- **Task**
Set down, exactly and only, everything from the line containing "Point to the baby" down to the line containing "Point to the painted" in the data below; the pictures are not part of the copy.

- **The data**
■ ■ ■ ■
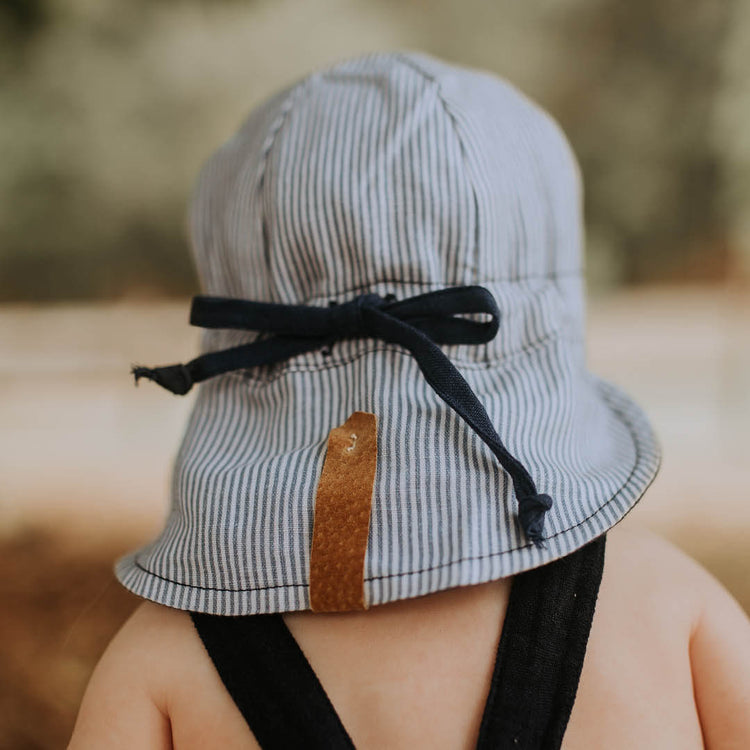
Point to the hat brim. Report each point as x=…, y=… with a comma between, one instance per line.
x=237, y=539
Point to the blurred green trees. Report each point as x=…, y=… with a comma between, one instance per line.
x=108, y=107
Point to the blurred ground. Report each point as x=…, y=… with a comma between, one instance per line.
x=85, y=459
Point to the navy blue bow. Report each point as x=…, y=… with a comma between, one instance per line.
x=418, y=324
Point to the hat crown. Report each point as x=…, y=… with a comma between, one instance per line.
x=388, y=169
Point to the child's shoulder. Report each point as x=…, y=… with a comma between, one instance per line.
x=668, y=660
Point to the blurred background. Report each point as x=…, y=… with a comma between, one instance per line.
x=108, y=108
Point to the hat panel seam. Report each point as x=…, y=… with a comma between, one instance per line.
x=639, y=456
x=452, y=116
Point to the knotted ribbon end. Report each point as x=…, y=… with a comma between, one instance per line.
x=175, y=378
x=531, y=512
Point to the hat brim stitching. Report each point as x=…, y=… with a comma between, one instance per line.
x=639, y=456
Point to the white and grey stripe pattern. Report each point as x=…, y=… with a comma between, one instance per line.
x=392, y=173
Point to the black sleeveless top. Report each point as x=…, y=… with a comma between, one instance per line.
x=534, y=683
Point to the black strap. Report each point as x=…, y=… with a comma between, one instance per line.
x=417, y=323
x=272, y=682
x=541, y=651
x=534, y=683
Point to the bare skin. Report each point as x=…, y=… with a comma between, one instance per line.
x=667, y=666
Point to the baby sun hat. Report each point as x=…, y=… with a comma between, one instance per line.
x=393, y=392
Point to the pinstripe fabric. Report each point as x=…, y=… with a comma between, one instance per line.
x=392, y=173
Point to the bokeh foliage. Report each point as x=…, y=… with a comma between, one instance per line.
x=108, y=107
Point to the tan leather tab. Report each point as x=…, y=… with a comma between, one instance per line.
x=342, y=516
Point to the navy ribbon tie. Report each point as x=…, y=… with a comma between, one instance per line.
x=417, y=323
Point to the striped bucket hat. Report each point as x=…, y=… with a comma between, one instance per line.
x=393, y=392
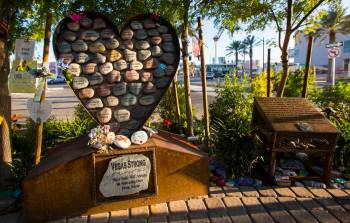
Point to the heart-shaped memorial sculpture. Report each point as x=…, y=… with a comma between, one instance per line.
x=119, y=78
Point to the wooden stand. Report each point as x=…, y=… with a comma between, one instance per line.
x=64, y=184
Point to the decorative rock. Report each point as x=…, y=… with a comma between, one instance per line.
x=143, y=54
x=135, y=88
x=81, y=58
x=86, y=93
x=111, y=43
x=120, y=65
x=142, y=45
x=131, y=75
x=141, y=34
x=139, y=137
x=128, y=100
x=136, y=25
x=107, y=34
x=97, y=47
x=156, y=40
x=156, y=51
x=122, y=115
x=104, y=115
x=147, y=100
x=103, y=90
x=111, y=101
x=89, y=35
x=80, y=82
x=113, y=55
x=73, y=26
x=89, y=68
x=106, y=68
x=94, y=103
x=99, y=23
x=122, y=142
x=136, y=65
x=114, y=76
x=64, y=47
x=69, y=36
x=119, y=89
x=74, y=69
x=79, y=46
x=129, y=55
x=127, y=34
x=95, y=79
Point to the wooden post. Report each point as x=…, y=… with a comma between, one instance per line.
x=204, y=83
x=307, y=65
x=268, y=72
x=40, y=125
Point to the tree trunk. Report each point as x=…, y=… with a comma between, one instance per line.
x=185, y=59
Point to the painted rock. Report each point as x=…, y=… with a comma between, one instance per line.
■ ■ ■ ■
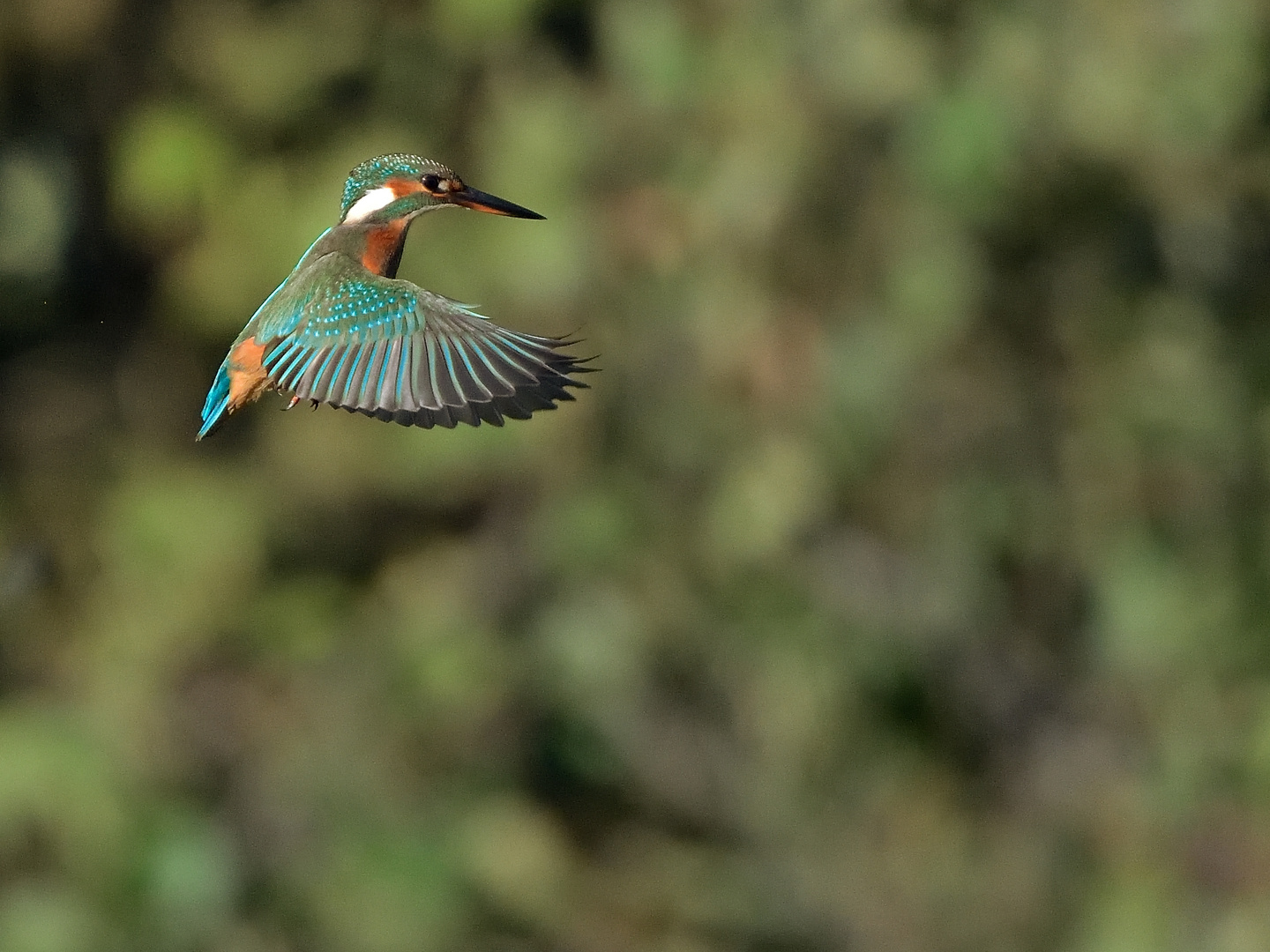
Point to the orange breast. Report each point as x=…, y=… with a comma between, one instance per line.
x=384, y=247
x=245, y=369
■ ■ ■ ■
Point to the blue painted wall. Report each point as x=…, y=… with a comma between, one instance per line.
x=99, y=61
■ ■ ■ ■
- **Finished task**
Point to the baby sun hat. Report each point as x=…, y=… with a comma between, one instance per line.
x=393, y=392
Point to the pinstripe fabric. Report each point as x=…, y=… with a comma between, one instance per line.
x=392, y=173
Point to the bokeh foliage. Report each point as x=…, y=… with a comma between, one instance per line.
x=108, y=107
Point to the tan leather tab. Report each point as x=…, y=… with a comma between, one instance per line.
x=342, y=516
Point to the navy ribbon tie. Report each point as x=…, y=… with a comma between, one instance per line.
x=417, y=323
Point to the striped bucket hat. Report each point as x=…, y=… with a comma between, one instance per line.
x=393, y=392
Point to the heart-shaped memorial sculpture. Report each point as x=…, y=… with a comma between, one instance per line.
x=119, y=78
Point to the wooden stand. Report each point as x=…, y=… with a comma between, one instance per line.
x=64, y=184
Point to the decorative rock. Report each point as x=…, y=… with a comma between, one instance per line.
x=143, y=54
x=135, y=88
x=81, y=58
x=86, y=93
x=111, y=43
x=120, y=65
x=142, y=45
x=131, y=75
x=141, y=34
x=139, y=137
x=128, y=100
x=136, y=25
x=107, y=34
x=97, y=47
x=156, y=40
x=156, y=51
x=122, y=115
x=104, y=115
x=147, y=100
x=103, y=90
x=111, y=101
x=89, y=35
x=80, y=82
x=113, y=55
x=73, y=26
x=89, y=68
x=106, y=68
x=94, y=103
x=99, y=23
x=122, y=142
x=136, y=65
x=114, y=76
x=64, y=47
x=69, y=36
x=119, y=89
x=74, y=69
x=79, y=46
x=129, y=55
x=127, y=34
x=95, y=79
Point to the wooden post. Report each point as x=…, y=… with a comma between, one instance per line.
x=204, y=83
x=307, y=65
x=268, y=72
x=40, y=125
Point to the tree trunk. Report each point as x=…, y=… with a comma between, one instance per line.
x=185, y=59
Point to the painted rock. Report each point as x=…, y=… with a comma between, one instance per line.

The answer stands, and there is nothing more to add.